*CHECK YOUR UNDERSTANDING*
A) In the article on GMO foods below, condense the paragraph beginning "GMO seeds are treated with fungicides" into a short list of what is added to the seeds and why.
B) Extend the article on GMO foods below, picking up right after its final paragraph.

What’s the Deal with GMO Foods?

It doesn’t take a genius to understand that “natural” beats “unnatural.”

And yet the folks in charge of producing food for the nation continue to ignore this fact. They use genetically modified (GMO) seeds in order to produce more “reliable” food.

Genetically modified engineering involves reconfiguring the genes in crop plants or adding new genes that have been created in a lab.

On the surface, their arguments make sense. They aim to make crops that are immune to bugs and diseases, not to mention invincible against the pesticides they use to kill bugs.

As a result, GMO vegetables and fruits have higher yields and longer shelf lives. But at what cost?

There’s No Comparison

A close examination of today’s unnatural treated seeds and natural heirloom seeds shows a world of difference between the two.

GMO seeds are treated with fungicides targeting certain diseases. The seeds are implanted with micronutrients to help them germinate and grow. Added to the seeds are insecticides to kill the bugs that might eat away at the crop.

That’s about as unnatural as it gets. And I’d like to see a show of hands from those who believe that messing around with nature is going to have positive long-term results.

Isn’t it logical to believe that crops will absorb some of the pesticides being sprayed on them? And doesn’t it also make sense that crop diseases will become immune to these pesticides, requiring even stronger and more dangerous pesticides to be created and used?

The Anti-GMO Arguments

Some anti-GMO folks say that not enough testing has been done on genetically modified seeds to justify having so many crops grown from them and fed to the public.

Other anti-GMO folks are more adamant about it. They say some of the testing shows that GMO food interferes with the immune systems of animals. And does damage to their kidneys, livers and hearts. They say it impairs the fertility in mice, and that GMO cotton kills sheep that graze on it.

Because the big seed companies are in bed with the government, we know we can’t win this war. But perhaps a few battles are winnable.

*SOURCE DATA*
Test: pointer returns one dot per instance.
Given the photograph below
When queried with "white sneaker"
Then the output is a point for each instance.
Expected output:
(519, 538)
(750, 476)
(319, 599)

*ANSWERS BELOW*
A)
- Fungicides, to target certain diseases
- Micronutrients, to help the seeds germinate and grow
- Insecticides, to kill bugs that might eat the crop

B)
One of those battles has been trying to get the government to insist on GMO foods being labeled as such.

Fighting the Labeling Battle

It took a while, but that finally occurred. GMO labeling will be required starting in 2020.  This was a huge battle that took years to win.

Producers of GMO foods fought long and hard against it because they felt that labeling would give an advantage to those who sell organic foods.

But don’t celebrate this victory too enthusiastically because there’s a catch. There’s always a catch.

Producers of GMO foods will be given a choice of three ways to disclose this information through labeling.

A Law Without Teeth?

One would be a label that spells out the nature of their food, such as, “contains a bioengineered food ingredient.”

Another would be a label featuring a standard icon. One that’s been proposed is what looks like a smiling face with the lowercase letters “b” and “e” representing the eyes.

The third would be a barcode directing consumers to a website with more information.

Talk about letting them off easy. This doesn’t even feel like a win anymore. And if that weren’t bad enough, certain GMO crops will be exempt from the law.

So, once again it’s going to be up to us to protect ourselves. With GMO foods everywhere you look these days, growing our own healthy food using open-pollinated, non-hybrid, heirloom seeds with strong germination rates is more important than ever.